__Instruction__.
Lay out the stretch of material below from the line containing "the man's white" through the line containing "Target: man's white shorts" as a numbered list, leaving out any blank lines.

__Exercise inputs__.
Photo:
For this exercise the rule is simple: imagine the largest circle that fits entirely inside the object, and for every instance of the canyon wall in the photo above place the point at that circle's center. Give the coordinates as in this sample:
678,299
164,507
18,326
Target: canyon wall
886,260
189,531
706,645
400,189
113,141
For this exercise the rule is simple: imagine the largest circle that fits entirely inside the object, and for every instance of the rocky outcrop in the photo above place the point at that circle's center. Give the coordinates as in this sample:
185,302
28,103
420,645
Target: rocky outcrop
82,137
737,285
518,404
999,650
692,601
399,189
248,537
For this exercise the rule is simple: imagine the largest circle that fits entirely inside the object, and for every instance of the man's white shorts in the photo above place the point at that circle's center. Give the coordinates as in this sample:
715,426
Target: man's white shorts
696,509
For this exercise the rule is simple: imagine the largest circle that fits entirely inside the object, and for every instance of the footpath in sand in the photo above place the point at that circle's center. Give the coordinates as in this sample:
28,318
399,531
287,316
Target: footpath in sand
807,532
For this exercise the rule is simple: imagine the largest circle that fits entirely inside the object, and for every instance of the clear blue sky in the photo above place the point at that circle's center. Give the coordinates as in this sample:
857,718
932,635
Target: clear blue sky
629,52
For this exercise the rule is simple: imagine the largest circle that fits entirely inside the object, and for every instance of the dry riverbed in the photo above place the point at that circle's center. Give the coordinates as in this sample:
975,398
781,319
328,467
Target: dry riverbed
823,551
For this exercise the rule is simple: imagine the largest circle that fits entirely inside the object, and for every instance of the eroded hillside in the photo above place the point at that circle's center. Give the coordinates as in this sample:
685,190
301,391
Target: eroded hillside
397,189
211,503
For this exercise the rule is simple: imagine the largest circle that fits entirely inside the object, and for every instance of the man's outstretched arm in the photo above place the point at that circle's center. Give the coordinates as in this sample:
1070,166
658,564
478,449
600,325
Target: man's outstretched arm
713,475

__Complete answer__.
1. For this exercise the rule is simple: imagine the largest circle that fits entirely inside the object, and for every instance of the man's white shorts in the photo above place the point at that circle's center. Give the coordinates as in this sample:
2. 715,426
3. Target: man's white shorts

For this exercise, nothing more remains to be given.